[Point localization data]
►
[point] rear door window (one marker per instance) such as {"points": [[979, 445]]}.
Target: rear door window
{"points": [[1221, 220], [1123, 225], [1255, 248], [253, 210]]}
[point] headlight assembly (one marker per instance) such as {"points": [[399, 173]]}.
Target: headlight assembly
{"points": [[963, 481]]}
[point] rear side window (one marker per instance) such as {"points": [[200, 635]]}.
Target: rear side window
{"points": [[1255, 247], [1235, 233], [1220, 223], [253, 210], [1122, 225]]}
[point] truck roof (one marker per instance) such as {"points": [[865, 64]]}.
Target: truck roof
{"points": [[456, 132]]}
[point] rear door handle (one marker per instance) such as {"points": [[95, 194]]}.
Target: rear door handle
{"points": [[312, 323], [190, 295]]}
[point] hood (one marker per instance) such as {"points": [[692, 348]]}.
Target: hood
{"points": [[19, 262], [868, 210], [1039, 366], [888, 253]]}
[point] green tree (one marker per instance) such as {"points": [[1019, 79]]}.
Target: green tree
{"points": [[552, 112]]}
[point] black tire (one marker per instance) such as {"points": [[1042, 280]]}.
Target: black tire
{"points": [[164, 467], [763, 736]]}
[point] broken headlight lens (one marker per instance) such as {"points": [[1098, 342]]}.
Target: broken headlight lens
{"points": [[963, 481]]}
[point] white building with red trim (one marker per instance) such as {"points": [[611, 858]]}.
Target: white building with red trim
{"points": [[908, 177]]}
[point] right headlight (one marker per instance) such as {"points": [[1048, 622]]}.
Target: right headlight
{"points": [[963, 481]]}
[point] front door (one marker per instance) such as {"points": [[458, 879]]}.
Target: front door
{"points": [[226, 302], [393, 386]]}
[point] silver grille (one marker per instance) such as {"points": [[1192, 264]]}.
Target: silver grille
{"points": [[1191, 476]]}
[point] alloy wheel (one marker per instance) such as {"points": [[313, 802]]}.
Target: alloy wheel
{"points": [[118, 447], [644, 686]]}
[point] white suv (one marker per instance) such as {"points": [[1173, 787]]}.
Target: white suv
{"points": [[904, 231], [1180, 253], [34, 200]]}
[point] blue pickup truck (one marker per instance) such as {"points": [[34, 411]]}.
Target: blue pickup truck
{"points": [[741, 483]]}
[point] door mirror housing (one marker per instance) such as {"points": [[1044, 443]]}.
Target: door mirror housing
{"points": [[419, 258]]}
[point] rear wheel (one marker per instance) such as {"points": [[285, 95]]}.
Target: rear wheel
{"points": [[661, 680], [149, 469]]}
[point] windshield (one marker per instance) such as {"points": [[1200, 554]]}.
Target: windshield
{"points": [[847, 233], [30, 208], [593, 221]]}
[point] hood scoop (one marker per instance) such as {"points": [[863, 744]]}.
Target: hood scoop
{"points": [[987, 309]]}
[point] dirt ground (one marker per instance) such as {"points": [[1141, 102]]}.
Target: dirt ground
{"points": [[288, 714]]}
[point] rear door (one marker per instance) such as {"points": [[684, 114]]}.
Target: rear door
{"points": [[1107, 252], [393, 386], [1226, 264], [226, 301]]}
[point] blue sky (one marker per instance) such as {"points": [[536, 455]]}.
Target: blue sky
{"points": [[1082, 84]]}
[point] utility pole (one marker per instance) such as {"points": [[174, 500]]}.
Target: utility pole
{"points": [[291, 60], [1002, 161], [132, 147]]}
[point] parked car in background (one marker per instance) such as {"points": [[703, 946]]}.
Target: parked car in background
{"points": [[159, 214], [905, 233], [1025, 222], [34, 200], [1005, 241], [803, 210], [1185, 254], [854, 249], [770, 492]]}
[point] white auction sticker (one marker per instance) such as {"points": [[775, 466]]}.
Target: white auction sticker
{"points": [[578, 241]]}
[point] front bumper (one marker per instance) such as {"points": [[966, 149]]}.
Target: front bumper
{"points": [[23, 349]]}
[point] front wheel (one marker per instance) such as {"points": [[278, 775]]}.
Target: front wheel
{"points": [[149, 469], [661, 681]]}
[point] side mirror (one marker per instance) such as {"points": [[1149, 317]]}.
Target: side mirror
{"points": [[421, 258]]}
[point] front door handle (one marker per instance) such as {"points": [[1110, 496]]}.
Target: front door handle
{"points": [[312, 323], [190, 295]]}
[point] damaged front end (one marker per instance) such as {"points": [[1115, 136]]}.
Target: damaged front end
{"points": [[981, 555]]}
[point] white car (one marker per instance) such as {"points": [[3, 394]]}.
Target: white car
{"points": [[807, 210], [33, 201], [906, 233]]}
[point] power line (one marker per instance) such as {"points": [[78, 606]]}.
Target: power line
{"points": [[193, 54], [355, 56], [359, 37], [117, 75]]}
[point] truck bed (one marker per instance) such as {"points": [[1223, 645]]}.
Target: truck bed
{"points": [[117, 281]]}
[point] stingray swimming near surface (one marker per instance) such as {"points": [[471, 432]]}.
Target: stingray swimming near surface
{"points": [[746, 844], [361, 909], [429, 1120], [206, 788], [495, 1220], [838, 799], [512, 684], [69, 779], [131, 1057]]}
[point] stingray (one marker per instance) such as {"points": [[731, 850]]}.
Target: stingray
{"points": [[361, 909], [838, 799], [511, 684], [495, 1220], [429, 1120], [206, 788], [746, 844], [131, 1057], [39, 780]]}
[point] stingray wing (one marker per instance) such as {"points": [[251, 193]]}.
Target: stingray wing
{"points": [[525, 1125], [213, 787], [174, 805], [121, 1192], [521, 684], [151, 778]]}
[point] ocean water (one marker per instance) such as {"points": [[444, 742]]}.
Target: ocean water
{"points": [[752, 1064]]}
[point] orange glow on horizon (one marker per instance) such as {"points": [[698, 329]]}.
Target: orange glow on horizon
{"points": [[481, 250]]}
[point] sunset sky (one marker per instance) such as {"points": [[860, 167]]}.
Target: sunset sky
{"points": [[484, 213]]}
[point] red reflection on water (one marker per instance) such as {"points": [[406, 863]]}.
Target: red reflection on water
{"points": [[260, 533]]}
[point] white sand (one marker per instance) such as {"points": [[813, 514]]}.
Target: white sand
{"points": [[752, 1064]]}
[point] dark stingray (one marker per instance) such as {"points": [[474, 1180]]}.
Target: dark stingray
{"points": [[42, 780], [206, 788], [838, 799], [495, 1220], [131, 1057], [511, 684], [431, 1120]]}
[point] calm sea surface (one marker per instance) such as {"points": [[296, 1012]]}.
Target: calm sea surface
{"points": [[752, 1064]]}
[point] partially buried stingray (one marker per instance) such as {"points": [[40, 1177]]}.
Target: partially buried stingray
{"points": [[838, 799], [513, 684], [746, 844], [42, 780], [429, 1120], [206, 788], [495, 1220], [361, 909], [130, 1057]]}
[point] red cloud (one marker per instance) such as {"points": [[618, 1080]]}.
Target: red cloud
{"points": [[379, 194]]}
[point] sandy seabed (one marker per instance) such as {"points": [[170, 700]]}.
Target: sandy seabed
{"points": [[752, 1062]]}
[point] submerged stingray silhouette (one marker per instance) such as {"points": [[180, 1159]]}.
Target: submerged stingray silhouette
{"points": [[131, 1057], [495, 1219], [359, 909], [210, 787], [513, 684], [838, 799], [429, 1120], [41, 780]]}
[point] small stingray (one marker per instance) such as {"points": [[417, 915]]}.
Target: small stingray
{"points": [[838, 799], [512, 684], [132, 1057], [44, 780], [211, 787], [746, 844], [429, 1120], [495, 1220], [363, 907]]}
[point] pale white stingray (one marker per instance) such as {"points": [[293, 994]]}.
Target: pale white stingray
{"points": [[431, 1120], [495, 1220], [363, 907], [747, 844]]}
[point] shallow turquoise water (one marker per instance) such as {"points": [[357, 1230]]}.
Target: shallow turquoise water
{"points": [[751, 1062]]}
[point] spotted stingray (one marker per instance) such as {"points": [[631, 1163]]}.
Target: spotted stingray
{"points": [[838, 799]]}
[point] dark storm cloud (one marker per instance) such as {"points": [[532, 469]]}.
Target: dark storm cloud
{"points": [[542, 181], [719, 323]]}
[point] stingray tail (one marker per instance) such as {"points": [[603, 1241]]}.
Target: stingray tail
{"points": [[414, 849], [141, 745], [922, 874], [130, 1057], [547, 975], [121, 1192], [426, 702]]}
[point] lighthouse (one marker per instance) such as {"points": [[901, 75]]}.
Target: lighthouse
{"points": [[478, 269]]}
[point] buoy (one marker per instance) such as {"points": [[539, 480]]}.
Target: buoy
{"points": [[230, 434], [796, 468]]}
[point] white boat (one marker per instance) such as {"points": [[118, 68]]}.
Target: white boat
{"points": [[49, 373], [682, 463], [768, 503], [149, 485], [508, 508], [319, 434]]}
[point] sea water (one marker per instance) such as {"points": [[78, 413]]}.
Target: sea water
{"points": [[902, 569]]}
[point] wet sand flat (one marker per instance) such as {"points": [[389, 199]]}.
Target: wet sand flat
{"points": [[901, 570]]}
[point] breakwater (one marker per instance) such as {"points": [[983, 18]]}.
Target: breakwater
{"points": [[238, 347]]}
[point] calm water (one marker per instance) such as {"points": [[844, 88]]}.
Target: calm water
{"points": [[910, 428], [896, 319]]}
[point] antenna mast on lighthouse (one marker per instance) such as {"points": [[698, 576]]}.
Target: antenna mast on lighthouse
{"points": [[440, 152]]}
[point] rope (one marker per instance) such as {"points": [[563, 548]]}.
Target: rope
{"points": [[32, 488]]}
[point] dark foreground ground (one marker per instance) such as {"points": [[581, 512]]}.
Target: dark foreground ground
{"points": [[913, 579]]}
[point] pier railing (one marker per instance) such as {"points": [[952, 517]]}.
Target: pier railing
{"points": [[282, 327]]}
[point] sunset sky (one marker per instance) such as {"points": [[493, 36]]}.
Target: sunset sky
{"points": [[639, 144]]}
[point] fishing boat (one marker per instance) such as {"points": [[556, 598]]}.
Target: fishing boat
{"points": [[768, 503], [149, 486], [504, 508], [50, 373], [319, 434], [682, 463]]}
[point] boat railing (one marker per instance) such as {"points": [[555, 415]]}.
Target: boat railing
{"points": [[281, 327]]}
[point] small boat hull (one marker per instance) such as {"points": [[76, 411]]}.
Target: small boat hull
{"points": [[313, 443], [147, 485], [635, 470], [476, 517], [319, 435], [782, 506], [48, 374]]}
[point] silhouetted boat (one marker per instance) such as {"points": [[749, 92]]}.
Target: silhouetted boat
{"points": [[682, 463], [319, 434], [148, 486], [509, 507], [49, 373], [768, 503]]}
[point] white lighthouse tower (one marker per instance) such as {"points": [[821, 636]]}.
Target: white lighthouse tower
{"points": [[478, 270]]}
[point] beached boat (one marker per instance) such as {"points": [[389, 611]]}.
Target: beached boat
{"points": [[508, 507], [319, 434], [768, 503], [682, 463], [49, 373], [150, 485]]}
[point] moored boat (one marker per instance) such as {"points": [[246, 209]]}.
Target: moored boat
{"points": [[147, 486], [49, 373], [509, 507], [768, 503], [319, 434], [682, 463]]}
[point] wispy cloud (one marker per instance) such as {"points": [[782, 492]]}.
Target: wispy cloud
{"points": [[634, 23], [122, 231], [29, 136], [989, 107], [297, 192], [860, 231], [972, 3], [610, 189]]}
◄
Work request: Repeat only the stretch of lines that begins at the line containing "[point] wispy cloud" and ends at the last line above, both included.

Exercise solution:
[point] wispy cloud (one marker per instance) such as {"points": [[782, 492]]}.
Target: wispy cloud
{"points": [[634, 23], [122, 231], [29, 136], [989, 107], [297, 192], [860, 231], [972, 3], [610, 189]]}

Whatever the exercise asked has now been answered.